=== Provided passage ===
Cheek Frills: The story behind the ethically produced panties

A YOUNG cub, in any professional sloth, is expected to jump through hoops before becoming selective about how they earn their honey.

Cheek Frills: The story behind the ethically produced panties

At 21, I was asked by an editor to get Botox for a cover story the magazine was doing on “The Youth Corridor”.

A few years later they asked me to review brassieres for the well-endowed lady even though I didn’t possess breasts of my own — and the only ones that tickled my fancy were deep fried and Halal. Saying no to editors is akin to pinning a DNR notice on your by-line — especially for freelancers. So when asked by this paper if I was free to speak to Made in Chelsea’s Rosie Fortescue, about the knicker collection she was promoting with her twin sister Lily, I chose to jump.

It’s not like I had to road test the undergarment myself. Cheek Frills, launched this past October, are ethically produced panties, bras and vests made from luxurious Italian cotton modal.

You can get them in sets of eight, emblazoned with the Days of the Week and Cities of the World and just listening to 22-year-old Lilly — who also designed and masterminded the meteoric rise of said brand, almost had me dabbling in drag.

The €70 it would cost per pack to sample said delights curbed my experimental urges, but her enthusiastic and impassioned shop talk means it’s not hard to see that she is the reason why, just under a year after launching, Cheek Frills are in hot demand with buyers from Hong Kong to New York.

The problem is, no matter how impressive Cheek Frills’ business model is, Lilly herself admits that the only reason her product has captured the attention of the mainstream press is due to the pretty, pale cash cow who parades about in them for the ad campaign.

Rosie Fortescue is the star of Made in Chelsea, a reality TV series charting the loves, loathes and preening psychosis of a bunch of spoilt, selfish and often hideously-looking rich kids. I’ve a highly addictive nature, particularly with television, and such scripted reality programmes have always been the black-tar heroin of the entertainment world.

Any interview would involve having to sit down and shoot up on the crude, cheap substitute for culture that has been systematically ruining original programing over the last decade. Once I acclimatised to the shoddy production values, revolting morals and shady stereotyping, would I be able to pull my snout back from the trough?

“It’s about investing in other people’s lives,” Rosie explains to me when I meet her to discuss her sister’s pants in Brown Thomas, who exclusively stock the brand. “Learning about them and growing with them. We are so relatable. It might be called MiC, and people might think we’re über-privileged but we go through the break ups, the dramas, the fights that everyone else goes through.”

Everyone else does it without cameras. “It makes you talk about things you might not usually want to talk about and it has made me much more confident and outgoing as a person. And the producers are so nice, you always have that one person that you can talk to about what is going to happen in the scene.

“Who you can call up in the middle of the night to inform that you have had a big fight so they can organise to film you the next day. It’s only afterwards, when I watch it, that I get nervous.”

The cast watch each episode together on the day that it airs. “It’s better that way, as you’re not at home thinking, ‘God, that’ll be awkward when I meet that person in two days’ time’. We will be cringing together, cheering each other on and laughing at each other. We all know there is editing that goes into it. It’s made to look bitchier then it might have been meant.”

Which all sounds marvellously fun. But I can’t help thinking, if this show really is the real deal it sells itself as, then that screening room contained more than one terracotta tinted face of thunder.

=== Record list ===
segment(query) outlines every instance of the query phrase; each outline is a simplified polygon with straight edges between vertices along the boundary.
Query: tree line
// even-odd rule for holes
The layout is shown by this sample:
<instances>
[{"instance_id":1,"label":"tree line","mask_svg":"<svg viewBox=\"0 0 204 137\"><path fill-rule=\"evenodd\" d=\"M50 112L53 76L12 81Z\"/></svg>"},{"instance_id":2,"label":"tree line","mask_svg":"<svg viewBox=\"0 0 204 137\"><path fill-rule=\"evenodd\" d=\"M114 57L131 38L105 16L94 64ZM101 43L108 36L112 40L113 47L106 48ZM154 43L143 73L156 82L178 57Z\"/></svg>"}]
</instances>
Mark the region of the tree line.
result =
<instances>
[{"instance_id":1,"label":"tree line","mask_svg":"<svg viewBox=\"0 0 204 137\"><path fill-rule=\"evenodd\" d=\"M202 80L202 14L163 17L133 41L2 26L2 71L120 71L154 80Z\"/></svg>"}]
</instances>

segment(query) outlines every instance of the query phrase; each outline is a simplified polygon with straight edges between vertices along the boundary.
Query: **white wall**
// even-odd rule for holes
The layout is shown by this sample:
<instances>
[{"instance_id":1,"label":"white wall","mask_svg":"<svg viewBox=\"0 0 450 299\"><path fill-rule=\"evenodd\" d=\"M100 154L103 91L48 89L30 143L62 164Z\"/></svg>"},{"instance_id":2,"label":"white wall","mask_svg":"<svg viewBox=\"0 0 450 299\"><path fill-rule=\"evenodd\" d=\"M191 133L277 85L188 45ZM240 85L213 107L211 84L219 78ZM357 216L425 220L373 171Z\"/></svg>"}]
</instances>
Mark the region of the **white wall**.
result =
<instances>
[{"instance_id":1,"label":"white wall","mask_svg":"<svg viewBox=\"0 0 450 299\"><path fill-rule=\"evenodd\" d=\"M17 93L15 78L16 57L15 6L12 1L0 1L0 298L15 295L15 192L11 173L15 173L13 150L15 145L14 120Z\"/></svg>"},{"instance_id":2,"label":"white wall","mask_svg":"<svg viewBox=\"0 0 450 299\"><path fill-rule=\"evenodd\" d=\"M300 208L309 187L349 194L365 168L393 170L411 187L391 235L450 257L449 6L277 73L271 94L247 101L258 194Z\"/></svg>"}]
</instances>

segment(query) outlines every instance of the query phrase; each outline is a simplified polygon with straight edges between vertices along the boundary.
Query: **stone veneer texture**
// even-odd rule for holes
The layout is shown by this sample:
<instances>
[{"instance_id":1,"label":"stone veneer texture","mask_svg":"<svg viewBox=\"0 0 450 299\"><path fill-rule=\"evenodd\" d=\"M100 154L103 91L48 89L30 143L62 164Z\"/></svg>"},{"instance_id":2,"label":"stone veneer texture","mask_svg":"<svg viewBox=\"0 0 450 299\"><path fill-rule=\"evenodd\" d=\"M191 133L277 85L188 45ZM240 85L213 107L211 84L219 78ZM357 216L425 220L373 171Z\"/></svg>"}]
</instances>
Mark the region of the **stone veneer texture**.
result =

=== Goal ===
Extend the article about the Cheek Frills underwear brand and Rosie Fortescue, picking up after its final sentence.

=== Expected answer ===
She swears the show isn’t staged. “We’re not actors and actresses. If you have something serious to bring up with someone, and you trash it out the previous night, it just looks awkward when you recreate it on camera the next day.”

Which the show always does, a litany of loaded pauses and gesticulating faces occasionally struck dumb. “But if you are breaking up with someone, you can do that off camera. It’s kind of fairer,” she says (although her voice bellies the fact she’d fillet her true loves heart if it increased her screen time). “Then, when it is recreated for the camera, people are fighting about who gets to work the sympathy vote.”

Why would you put your friendship through such extenuating circumstances?

“When I asked my parents for their consent they said ‘Go with the right attitude, get whatever you can out of it in the same way they are using you for your profile’. I am fortunate for the exposure it has given me. It allows me to be my own boss.”

I turn and ask her sister if she would ever appear on the show? “Em… no. I respect them all. They are all doing it for their own reasons, but I would never do it. It’s not my thing.

“She works,” Rosie interjects. “It wouldn’t be feasible to film as well, as you have to be flexible. I had to cancel a load of important meetings last season because Louise was having a crisis with Spencer and, while she would understand why I wasn’t there, the viewers wouldn’t.”

“It’s not even about the work thing,” Lilly says.” I wouldn’t like to be edited, or my life to be documented in general.”

After leaving Downe House, alma mater of Mrs Middleton, Lilly did the norm for their set, taking a gap year and dropping out of College. “I studied English and Theology. But I quickly discovered that no one is going to make you work. So I decided to commit to Austique (the glamorous female boutique on the Kings Road who are also behind Cheek Frills) whom I have worked for since I was 16. It was the best decision I have ever made.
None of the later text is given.